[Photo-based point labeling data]
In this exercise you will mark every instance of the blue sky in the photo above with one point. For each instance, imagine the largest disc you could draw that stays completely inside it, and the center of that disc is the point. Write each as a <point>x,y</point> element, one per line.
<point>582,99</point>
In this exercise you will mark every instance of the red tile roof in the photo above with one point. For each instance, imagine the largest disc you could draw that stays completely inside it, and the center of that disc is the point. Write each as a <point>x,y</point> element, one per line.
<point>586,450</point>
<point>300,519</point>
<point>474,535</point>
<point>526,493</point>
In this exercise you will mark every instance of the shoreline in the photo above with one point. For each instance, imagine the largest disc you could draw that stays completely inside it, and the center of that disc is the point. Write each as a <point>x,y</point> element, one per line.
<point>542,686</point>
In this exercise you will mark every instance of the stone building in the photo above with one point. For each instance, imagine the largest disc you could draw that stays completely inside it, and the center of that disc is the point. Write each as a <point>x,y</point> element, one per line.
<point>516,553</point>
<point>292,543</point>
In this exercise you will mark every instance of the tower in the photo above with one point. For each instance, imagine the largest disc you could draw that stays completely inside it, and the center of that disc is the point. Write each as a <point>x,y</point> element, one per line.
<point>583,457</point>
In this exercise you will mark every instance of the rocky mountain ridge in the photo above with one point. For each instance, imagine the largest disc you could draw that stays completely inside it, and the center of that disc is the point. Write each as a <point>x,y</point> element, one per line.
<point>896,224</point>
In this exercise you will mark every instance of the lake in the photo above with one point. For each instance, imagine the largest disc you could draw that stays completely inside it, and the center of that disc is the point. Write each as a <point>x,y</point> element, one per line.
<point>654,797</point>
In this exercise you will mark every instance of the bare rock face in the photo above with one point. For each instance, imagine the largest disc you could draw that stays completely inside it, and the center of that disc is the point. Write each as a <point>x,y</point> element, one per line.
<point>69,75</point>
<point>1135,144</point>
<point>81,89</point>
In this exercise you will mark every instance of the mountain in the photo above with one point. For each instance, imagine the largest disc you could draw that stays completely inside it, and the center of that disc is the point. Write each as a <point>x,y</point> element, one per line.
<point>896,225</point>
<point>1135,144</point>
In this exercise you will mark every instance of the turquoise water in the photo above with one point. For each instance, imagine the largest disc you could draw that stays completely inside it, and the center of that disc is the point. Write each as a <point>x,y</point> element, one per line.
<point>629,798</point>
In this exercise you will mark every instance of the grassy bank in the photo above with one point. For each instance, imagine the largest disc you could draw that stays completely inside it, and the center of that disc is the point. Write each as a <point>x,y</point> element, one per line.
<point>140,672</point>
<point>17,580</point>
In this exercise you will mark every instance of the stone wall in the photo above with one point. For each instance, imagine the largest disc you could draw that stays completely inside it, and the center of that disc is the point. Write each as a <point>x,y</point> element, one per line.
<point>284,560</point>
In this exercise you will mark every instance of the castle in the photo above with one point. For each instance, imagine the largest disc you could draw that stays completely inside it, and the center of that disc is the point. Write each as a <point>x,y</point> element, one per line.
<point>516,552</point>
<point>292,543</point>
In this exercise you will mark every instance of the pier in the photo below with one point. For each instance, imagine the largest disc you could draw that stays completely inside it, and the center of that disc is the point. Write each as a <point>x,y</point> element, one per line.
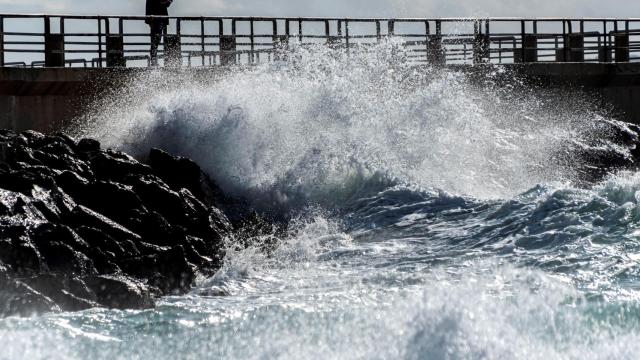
<point>50,64</point>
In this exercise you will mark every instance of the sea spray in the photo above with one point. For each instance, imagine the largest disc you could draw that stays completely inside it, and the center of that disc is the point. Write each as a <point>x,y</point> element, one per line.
<point>459,233</point>
<point>308,129</point>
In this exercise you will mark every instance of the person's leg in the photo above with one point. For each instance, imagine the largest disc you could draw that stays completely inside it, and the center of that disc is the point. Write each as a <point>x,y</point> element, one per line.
<point>156,34</point>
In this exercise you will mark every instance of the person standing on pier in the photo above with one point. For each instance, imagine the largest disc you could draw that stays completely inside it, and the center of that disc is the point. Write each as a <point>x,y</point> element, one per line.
<point>158,27</point>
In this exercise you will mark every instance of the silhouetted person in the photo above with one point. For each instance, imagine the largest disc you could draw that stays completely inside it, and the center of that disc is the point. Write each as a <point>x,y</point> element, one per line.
<point>158,26</point>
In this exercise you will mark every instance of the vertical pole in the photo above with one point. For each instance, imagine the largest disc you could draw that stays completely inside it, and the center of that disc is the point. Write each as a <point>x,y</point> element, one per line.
<point>346,29</point>
<point>99,42</point>
<point>1,41</point>
<point>53,46</point>
<point>202,40</point>
<point>622,47</point>
<point>327,30</point>
<point>523,34</point>
<point>287,28</point>
<point>251,37</point>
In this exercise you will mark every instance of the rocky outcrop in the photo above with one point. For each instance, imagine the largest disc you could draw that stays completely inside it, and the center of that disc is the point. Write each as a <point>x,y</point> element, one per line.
<point>82,227</point>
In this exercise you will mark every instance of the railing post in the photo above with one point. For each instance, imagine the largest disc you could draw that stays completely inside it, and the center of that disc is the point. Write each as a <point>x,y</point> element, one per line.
<point>481,45</point>
<point>1,41</point>
<point>115,51</point>
<point>228,47</point>
<point>172,51</point>
<point>529,49</point>
<point>53,46</point>
<point>604,50</point>
<point>576,47</point>
<point>202,40</point>
<point>622,47</point>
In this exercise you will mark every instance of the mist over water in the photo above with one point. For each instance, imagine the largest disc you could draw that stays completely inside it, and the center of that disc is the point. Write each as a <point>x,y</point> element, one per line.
<point>434,214</point>
<point>326,121</point>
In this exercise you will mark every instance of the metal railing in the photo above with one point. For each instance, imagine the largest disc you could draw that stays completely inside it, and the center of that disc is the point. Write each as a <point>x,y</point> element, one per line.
<point>118,41</point>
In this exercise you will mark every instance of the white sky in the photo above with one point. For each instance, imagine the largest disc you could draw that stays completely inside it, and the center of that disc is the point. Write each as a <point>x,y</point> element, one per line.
<point>355,8</point>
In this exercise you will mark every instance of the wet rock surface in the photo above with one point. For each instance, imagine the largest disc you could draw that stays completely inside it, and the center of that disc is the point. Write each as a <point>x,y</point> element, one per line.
<point>82,227</point>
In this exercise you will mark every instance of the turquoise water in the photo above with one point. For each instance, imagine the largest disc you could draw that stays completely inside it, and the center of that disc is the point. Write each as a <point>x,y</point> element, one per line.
<point>551,274</point>
<point>430,218</point>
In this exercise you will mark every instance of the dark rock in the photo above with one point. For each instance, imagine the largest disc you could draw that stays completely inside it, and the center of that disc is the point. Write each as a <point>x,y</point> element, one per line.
<point>120,292</point>
<point>49,232</point>
<point>101,240</point>
<point>18,299</point>
<point>111,165</point>
<point>88,146</point>
<point>180,172</point>
<point>159,197</point>
<point>82,216</point>
<point>111,199</point>
<point>168,270</point>
<point>81,227</point>
<point>70,294</point>
<point>21,255</point>
<point>62,258</point>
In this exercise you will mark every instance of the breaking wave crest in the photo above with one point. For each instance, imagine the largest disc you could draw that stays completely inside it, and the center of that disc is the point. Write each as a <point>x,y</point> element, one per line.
<point>327,126</point>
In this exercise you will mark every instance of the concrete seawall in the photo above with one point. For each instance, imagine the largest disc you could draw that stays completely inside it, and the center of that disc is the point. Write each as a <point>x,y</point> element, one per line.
<point>45,99</point>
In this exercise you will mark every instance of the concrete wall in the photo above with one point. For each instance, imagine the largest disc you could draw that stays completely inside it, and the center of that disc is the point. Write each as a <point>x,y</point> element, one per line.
<point>47,99</point>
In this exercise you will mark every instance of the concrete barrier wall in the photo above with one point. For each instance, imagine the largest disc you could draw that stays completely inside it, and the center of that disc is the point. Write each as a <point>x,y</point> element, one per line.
<point>47,99</point>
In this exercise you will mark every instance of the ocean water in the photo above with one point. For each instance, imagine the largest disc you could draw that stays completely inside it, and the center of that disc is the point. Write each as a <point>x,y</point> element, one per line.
<point>429,217</point>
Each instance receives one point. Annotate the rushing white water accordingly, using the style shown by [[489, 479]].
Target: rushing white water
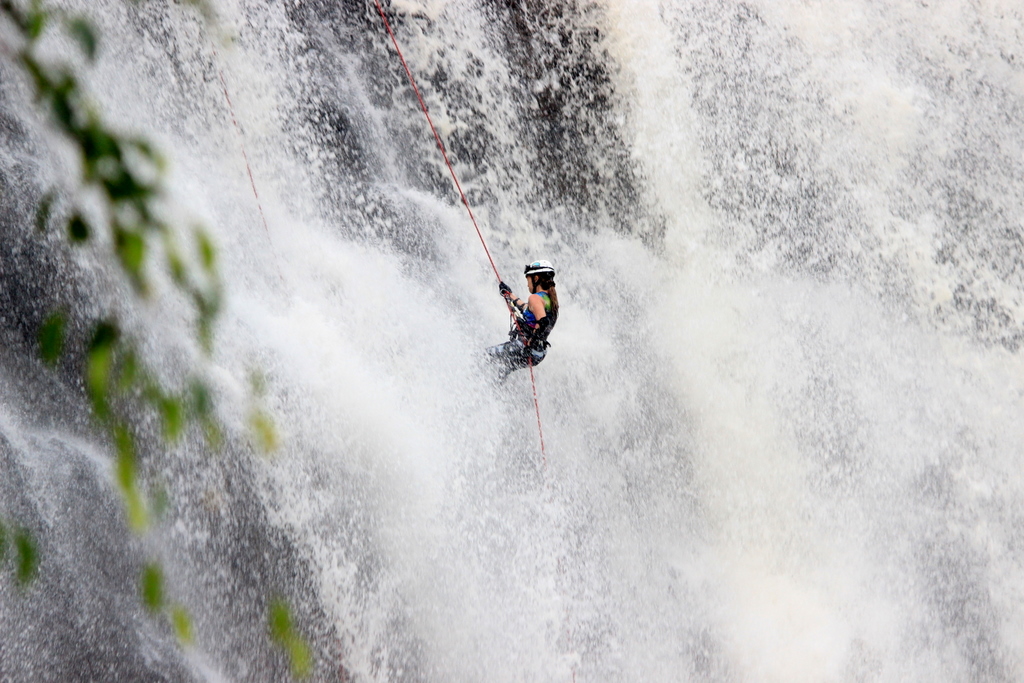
[[781, 406]]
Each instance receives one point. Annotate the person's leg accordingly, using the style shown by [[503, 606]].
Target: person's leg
[[509, 356]]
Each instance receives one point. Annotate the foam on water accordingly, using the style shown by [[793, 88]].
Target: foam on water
[[781, 403]]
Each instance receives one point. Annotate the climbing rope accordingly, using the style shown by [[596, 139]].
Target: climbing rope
[[242, 143], [465, 202]]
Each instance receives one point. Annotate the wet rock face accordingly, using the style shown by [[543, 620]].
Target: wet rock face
[[888, 162]]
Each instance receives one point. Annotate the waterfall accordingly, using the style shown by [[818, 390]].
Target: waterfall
[[781, 402]]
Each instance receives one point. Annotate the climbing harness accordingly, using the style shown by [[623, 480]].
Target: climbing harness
[[465, 202]]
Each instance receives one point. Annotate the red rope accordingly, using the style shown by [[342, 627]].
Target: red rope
[[455, 178], [437, 138], [245, 157]]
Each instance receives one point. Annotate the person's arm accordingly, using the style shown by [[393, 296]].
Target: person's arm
[[536, 304], [506, 292]]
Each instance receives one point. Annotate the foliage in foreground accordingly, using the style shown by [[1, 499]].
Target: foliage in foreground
[[126, 173]]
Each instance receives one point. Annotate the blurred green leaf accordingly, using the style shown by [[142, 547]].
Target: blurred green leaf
[[131, 250], [182, 625], [126, 458], [100, 359], [51, 338], [83, 32], [28, 557], [153, 587], [281, 622], [45, 211], [263, 430], [283, 632], [301, 657], [78, 229], [207, 252]]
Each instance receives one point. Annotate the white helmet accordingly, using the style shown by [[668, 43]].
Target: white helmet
[[539, 267]]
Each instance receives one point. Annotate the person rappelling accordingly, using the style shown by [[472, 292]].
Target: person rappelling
[[531, 322]]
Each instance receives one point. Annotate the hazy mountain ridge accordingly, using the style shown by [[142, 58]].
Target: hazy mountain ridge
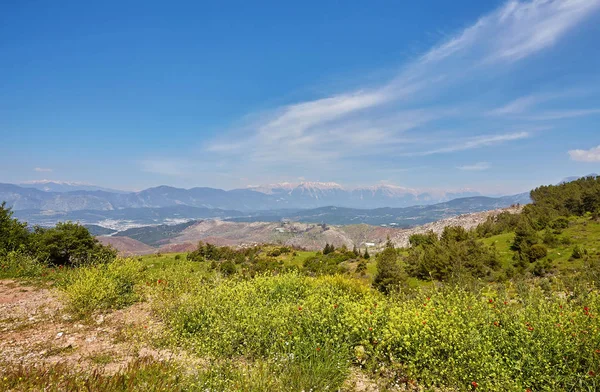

> CHALLENGE
Rewrite every line from the start of the rows up to and including the line with "<point>582,99</point>", requests included, shifting each coordinate in the answers by adding 91. Give only those lines.

> ANSWER IN FULL
In this exercise you will mark every instance of the blue sky in the photo above with one point. For each instance, imagine the largest disc you could draw that stays completely inside it, and the center of that disc is the point. Write each as a <point>x,y</point> element, one per line.
<point>673,190</point>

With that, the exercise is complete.